---- Source
I Sat Down to Study, but Arose to Love

by Eric Garnererics-love1

Our Lord claimed that the greatest commandment of the law was to: “Love the Lord your God with all you hear and all your soul and all your mind” (Matthew 22:37).  Aside from the seeming impossibility of this task, what exactly does it mean?  What does it practically look like to love the Lord our God in such an absolute fashion?

Study has long been a Christian discipline, and a Jewish one even longer before that.  It is the practice of learning about God and contemplating God’s own character and works.  The modern sage and scholar Dallas Willard writes:

Relationship with God, as with any person, soon requires a contribution from us, which will largely consist of study.  Calvin Miller well remarks: ‘Mystics without study are only spiritual romantics who want relationship without effort.’ […] Our prayer as we study meditatively is always that God would meet with us and speak specifically to us, for ultimately the Word of God is God speaking. (Spirit of The Disciplines, pg. 176-177)
--------
---- Stored records
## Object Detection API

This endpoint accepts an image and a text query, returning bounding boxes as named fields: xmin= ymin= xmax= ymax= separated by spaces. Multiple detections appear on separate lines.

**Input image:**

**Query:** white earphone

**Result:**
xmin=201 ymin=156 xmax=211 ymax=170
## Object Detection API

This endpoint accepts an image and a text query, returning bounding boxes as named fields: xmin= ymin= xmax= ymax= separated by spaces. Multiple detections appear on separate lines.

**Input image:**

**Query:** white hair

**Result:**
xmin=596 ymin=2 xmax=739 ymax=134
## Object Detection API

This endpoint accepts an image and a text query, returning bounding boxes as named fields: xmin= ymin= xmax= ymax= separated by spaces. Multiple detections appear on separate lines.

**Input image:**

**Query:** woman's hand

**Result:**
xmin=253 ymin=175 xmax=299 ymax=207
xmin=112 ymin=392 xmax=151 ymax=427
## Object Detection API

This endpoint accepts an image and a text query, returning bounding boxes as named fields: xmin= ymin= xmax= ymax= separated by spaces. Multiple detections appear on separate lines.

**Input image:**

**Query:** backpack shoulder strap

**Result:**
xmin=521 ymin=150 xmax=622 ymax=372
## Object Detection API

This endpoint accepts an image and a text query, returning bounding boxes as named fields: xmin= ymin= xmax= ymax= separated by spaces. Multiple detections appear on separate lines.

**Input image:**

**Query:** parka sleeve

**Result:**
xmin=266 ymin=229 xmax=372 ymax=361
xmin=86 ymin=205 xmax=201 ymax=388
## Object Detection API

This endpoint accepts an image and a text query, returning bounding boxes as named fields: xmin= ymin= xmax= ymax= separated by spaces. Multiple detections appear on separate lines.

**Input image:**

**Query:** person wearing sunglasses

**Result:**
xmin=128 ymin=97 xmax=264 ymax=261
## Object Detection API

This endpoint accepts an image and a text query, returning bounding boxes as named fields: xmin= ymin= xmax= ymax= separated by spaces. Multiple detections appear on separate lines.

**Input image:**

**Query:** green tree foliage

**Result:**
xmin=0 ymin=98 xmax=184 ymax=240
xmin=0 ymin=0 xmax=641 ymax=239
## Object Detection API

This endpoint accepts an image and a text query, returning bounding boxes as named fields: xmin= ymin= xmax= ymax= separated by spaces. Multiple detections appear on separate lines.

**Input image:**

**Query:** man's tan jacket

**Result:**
--------
> Tasks to perform:
**A)** Print the part of the passage on study and loving God that begins at the words "Our Lord claimed" and stops after "an absolute fashion?".
**B)** In the passage on study and loving God, whom does Dallas Willard quote about mystics without study?
Work only from the passage on study and loving God, not the listing.

> Worked answers:
**A)**
Our Lord claimed that the greatest commandment of the law was to: “Love the Lord your God with all you hear and all your soul and all your mind” (Matthew 22:37).  Aside from the seeming impossibility of this task, what exactly does it mean?  What does it practically look like to love the Lord our God in such an absolute fashion?

**B)** Calvin Miller